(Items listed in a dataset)
════════════════════

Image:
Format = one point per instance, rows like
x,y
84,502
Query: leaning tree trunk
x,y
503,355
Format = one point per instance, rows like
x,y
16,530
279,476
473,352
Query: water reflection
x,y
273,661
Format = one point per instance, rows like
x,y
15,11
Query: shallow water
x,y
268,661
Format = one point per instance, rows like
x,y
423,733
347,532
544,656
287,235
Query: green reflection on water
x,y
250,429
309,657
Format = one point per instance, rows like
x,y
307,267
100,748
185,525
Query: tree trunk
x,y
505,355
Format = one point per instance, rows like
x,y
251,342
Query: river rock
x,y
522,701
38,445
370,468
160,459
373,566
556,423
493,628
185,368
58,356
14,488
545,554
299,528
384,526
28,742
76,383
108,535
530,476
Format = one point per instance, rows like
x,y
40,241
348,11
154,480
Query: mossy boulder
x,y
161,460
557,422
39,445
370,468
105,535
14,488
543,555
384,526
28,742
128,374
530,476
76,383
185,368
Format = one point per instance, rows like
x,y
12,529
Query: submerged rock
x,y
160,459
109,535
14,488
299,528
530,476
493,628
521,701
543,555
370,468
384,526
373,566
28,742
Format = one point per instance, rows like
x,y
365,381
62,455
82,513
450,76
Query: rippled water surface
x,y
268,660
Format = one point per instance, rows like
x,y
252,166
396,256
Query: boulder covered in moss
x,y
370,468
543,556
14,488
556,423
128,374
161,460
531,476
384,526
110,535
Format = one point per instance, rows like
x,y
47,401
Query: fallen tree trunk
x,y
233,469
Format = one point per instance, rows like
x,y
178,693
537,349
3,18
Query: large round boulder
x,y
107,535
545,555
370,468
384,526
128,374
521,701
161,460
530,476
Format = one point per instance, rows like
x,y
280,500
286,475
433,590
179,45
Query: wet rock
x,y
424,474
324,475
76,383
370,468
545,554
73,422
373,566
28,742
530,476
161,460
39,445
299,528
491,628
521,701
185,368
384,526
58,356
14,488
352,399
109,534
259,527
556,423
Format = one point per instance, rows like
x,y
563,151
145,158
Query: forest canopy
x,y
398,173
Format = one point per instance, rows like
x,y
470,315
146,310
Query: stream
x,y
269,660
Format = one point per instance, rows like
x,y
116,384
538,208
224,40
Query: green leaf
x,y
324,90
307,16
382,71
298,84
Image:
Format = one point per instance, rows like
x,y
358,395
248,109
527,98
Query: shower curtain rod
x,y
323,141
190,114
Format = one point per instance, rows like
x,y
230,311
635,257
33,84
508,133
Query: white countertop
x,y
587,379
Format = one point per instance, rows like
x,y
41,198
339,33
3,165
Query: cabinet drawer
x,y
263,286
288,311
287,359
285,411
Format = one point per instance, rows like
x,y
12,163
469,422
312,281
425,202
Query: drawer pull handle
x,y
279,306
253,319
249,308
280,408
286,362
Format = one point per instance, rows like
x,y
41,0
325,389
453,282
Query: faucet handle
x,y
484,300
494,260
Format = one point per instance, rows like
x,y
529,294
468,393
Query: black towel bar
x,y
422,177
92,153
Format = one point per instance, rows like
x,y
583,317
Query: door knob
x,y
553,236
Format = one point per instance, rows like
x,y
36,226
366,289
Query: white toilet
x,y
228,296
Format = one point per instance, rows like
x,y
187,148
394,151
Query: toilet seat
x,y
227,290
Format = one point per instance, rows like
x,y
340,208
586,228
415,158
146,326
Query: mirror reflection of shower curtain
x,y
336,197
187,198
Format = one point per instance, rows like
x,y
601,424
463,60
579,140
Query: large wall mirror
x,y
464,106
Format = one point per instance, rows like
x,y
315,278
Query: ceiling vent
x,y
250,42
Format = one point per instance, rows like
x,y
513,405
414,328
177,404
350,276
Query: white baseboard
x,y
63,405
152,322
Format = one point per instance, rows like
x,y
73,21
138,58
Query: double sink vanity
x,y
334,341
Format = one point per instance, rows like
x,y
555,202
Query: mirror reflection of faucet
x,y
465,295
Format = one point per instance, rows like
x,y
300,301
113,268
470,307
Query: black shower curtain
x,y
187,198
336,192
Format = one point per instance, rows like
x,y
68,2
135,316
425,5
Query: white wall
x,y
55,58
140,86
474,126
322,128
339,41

════════════════════

_What is being asked_.
Retype the records in full. Keep every line identical to the original.

_Task response_.
Image:
Format = one point per instance, rows like
x,y
84,502
Query: leaning tree trunk
x,y
503,355
Format = one point per instance, rows like
x,y
16,530
279,476
473,352
Query: water reflection
x,y
273,661
Format = one point per instance, rows like
x,y
15,11
Query: shallow water
x,y
268,661
Format = one point per instance, rows like
x,y
423,733
347,532
544,656
287,235
Query: green reflection on water
x,y
250,429
309,657
Format = one point per instance, rows like
x,y
307,267
100,748
185,525
Query: tree trunk
x,y
505,355
Format = one point per instance, rows like
x,y
251,342
Query: river rock
x,y
522,701
38,445
370,468
160,459
373,566
556,423
493,628
185,368
58,356
14,488
545,554
299,528
384,526
28,742
76,383
108,535
530,476
Format = one point per instance, rows like
x,y
40,241
348,11
154,480
Query: mossy boulder
x,y
161,460
557,422
39,445
370,468
105,535
14,488
543,555
384,526
28,742
128,374
530,476
76,383
185,368
Format = one point per instance, rows like
x,y
12,529
Query: submerged rock
x,y
160,459
109,535
14,488
299,528
530,476
493,628
521,701
543,555
370,468
384,526
373,566
28,742
Format = one point per instance, rows like
x,y
365,381
62,455
82,513
450,76
Query: rippled water surface
x,y
268,660
Format = one point per instance, rows like
x,y
252,166
396,256
Query: boulder covered in moss
x,y
370,468
543,556
14,488
556,423
128,374
161,460
531,476
384,526
110,535
Format = one point per instance, rows like
x,y
47,401
Query: fallen tree trunk
x,y
233,469
Format = one point per instance, rows like
x,y
178,693
537,349
3,18
Query: large round boulder
x,y
107,535
545,555
370,468
384,526
128,374
521,701
161,460
530,476
Format = one point per instance, rows like
x,y
280,500
286,475
433,590
179,45
Query: wet rock
x,y
424,474
324,475
76,383
370,468
545,554
73,422
373,566
28,742
530,476
161,460
39,445
299,528
491,628
521,701
185,368
384,526
58,356
14,488
352,399
109,534
259,527
556,423
Format = one point per instance, rows like
x,y
563,151
145,158
Query: forest canopy
x,y
398,173
Format = one point per instance, rows like
x,y
470,315
146,310
Query: stream
x,y
269,660
Format = one point per instance, rows like
x,y
116,384
538,208
224,40
Query: green leaf
x,y
324,90
307,16
382,71
298,84
Image:
Format = one point per instance, rows like
x,y
358,395
248,109
527,98
Query: shower curtain rod
x,y
323,141
190,114
Format = one point per instance, rows like
x,y
230,311
635,257
33,84
508,133
Query: white countertop
x,y
587,379
Format = one point per instance, rows like
x,y
41,198
339,33
3,165
Query: cabinet drawer
x,y
263,286
288,311
287,359
285,411
Format = one point per instance, rows like
x,y
12,163
469,422
312,281
425,202
Query: drawer pull handle
x,y
279,306
253,319
249,308
280,408
286,362
Format = one point per instance, rows like
x,y
41,0
325,389
453,282
Query: faucet handle
x,y
484,300
494,260
Format = one point per instance, rows like
x,y
529,294
468,393
Query: black towel bar
x,y
422,177
92,153
Format = one point per instance, rows like
x,y
583,317
Query: door knob
x,y
553,236
Format = one point per instance, rows like
x,y
36,226
366,289
Query: white toilet
x,y
228,296
Format = one point per instance, rows like
x,y
187,148
394,151
Query: toilet seat
x,y
227,290
Format = one point per instance, rows like
x,y
340,208
586,228
415,158
146,326
Query: mirror reflection of shower curtain
x,y
336,197
187,198
Format = one point per instance, rows like
x,y
601,424
463,60
579,140
Query: large wall mirror
x,y
464,106
Format = one point per instance, rows like
x,y
315,278
Query: ceiling vent
x,y
250,42
Format = one point per instance, rows like
x,y
513,405
414,328
177,404
350,276
Query: white baseboard
x,y
63,405
152,322
Format = one point per instance, rows like
x,y
73,21
138,58
Query: double sink vanity
x,y
334,341
Format = one point per instance, rows like
x,y
555,202
Query: mirror reflection of faucet
x,y
465,295
Format = one point per instance, rows like
x,y
300,301
113,268
470,307
Query: black shower curtain
x,y
187,198
336,192
Format = one point per instance, rows like
x,y
68,2
135,316
425,5
Query: white wall
x,y
55,58
140,86
474,126
322,128
339,41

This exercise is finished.